Exercise prompt> Give back exactly the lines that run from the line containing "[tag] shirt collar (a dot for each instance)" through the end of the listing below. Leave out every other line.

Supplied records>
⟨

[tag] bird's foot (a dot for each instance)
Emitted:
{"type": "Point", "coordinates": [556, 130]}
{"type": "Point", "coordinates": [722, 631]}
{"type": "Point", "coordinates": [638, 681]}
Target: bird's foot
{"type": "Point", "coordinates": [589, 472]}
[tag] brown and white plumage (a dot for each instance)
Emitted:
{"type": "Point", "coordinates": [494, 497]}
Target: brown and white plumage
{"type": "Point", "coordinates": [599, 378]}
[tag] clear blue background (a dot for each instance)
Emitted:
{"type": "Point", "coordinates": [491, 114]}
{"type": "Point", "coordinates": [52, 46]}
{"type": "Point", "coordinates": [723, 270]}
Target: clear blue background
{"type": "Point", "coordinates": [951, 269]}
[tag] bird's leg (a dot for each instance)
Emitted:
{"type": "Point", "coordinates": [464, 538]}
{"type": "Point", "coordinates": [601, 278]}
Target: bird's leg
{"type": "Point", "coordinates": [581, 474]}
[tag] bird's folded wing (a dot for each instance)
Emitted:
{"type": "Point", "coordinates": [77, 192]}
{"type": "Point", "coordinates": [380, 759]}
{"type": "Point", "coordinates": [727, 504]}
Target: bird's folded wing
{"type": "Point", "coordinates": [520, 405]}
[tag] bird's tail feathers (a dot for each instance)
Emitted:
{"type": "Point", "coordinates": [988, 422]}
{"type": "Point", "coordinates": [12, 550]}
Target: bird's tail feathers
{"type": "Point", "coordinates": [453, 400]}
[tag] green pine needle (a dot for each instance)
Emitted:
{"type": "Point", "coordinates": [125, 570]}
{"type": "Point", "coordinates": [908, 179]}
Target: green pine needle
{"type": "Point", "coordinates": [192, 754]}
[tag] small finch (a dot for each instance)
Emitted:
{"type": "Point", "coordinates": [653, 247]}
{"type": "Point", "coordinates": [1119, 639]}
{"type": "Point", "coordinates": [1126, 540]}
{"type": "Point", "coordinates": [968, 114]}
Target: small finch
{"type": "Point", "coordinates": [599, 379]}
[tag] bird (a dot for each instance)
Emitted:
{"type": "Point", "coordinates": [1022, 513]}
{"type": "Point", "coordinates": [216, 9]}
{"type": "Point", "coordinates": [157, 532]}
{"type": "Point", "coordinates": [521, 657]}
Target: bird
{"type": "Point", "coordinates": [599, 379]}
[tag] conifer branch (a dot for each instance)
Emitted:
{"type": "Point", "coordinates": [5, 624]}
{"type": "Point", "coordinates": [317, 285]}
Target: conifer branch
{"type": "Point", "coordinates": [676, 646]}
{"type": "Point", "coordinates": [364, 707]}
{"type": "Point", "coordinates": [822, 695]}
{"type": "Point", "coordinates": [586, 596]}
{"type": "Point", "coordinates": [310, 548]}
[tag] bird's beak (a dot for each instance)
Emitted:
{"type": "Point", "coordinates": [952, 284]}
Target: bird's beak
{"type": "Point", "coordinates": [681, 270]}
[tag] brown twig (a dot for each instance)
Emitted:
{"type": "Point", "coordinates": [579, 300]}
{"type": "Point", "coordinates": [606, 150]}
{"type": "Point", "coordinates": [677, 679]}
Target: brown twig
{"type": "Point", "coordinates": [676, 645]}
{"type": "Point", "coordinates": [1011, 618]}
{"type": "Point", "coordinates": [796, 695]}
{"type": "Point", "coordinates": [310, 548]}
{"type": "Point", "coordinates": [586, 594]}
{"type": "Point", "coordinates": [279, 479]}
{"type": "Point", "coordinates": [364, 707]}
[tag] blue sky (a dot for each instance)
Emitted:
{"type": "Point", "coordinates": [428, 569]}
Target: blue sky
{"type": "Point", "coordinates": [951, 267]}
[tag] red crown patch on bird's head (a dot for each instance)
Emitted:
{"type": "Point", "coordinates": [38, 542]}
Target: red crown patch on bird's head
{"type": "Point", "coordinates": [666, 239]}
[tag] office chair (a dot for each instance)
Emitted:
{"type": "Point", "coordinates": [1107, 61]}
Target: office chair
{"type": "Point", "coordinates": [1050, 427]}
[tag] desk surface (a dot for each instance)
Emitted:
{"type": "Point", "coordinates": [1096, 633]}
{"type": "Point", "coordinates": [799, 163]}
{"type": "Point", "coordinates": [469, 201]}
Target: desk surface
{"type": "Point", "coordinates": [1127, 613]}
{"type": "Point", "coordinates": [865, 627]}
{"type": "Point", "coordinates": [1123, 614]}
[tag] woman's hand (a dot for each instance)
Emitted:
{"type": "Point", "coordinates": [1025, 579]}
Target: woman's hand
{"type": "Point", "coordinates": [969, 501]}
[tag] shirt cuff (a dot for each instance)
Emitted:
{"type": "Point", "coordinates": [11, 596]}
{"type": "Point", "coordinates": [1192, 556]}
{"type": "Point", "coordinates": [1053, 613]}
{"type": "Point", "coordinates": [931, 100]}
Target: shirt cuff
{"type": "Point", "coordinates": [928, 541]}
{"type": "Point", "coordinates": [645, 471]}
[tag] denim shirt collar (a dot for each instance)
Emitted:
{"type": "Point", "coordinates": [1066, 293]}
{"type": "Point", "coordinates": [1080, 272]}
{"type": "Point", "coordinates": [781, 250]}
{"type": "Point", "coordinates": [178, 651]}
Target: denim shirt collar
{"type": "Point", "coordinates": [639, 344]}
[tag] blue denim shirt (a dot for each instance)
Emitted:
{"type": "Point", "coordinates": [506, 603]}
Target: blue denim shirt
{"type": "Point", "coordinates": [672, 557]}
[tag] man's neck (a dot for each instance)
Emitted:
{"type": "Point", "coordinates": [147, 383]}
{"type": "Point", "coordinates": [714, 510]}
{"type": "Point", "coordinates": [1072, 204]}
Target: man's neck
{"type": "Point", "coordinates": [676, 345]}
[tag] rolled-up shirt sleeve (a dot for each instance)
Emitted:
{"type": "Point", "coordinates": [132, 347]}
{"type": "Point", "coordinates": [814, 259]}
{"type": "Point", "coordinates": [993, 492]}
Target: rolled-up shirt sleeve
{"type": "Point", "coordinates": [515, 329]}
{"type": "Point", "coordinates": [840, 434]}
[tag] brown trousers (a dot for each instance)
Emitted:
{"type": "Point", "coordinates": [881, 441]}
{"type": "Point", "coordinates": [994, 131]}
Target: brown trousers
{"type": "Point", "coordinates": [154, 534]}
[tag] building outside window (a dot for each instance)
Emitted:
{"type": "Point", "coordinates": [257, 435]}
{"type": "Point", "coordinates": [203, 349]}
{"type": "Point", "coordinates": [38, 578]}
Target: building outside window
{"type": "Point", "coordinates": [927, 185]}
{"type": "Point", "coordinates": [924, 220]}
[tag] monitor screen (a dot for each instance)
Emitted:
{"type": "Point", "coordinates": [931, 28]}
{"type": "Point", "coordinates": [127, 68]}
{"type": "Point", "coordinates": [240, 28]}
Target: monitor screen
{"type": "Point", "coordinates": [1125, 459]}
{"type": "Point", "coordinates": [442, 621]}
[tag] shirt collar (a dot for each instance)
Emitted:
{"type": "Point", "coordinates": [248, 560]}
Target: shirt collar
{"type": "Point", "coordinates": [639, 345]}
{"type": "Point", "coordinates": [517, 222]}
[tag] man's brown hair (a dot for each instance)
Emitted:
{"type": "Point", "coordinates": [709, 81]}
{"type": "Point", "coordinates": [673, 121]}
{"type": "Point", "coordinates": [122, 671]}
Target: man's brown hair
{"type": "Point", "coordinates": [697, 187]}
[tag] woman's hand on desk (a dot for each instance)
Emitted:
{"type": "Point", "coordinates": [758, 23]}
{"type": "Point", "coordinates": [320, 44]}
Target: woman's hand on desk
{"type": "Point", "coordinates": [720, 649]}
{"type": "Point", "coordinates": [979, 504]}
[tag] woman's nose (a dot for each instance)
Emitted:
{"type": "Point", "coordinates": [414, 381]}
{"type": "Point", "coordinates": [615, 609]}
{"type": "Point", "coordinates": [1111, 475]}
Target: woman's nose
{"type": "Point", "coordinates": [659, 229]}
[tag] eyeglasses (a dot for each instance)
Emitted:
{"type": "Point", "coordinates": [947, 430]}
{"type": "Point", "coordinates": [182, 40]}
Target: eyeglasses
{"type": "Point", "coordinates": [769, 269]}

⟩

The answer>
[tag] shirt collar (a dot for each instance)
Emitted:
{"type": "Point", "coordinates": [248, 560]}
Target: shirt collar
{"type": "Point", "coordinates": [639, 345]}
{"type": "Point", "coordinates": [517, 222]}
[tag] man's brown hair (a dot for each instance)
Emitted:
{"type": "Point", "coordinates": [709, 81]}
{"type": "Point", "coordinates": [673, 121]}
{"type": "Point", "coordinates": [122, 671]}
Target: man's brown hair
{"type": "Point", "coordinates": [697, 187]}
[tag] woman's hand on desk (a dot for each instance)
Emitted:
{"type": "Point", "coordinates": [758, 23]}
{"type": "Point", "coordinates": [320, 44]}
Target: woman's hand on desk
{"type": "Point", "coordinates": [720, 649]}
{"type": "Point", "coordinates": [979, 504]}
[tag] woman's nose (a dot for each instance)
Emitted:
{"type": "Point", "coordinates": [414, 381]}
{"type": "Point", "coordinates": [615, 609]}
{"type": "Point", "coordinates": [1111, 475]}
Target: woman's nose
{"type": "Point", "coordinates": [659, 229]}
[tag] eyeglasses (a dot for each instance)
Emitted:
{"type": "Point", "coordinates": [947, 430]}
{"type": "Point", "coordinates": [182, 40]}
Target: eyeglasses
{"type": "Point", "coordinates": [769, 269]}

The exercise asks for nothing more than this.